**DIRECTION**. Put the lines below into a Markdown table with the columns "Number" and "Entry," one row per line, skipping any blank lines. Omit the pictures from your answer.

[Point annotation dataset records]

■ ■ ■ ■

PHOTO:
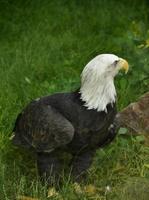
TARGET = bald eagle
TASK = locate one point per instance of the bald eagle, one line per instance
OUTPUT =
(76, 122)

■ ■ ■ ■

**FULL RESPONSE**.
| Number | Entry |
|---|---|
| 1 | PHOTO: |
| 2 | TARGET = bald eagle |
| 3 | TASK = locate one point per instance of the bald eagle, one line per instance |
| 4 | OUTPUT = |
| 5 | (76, 122) |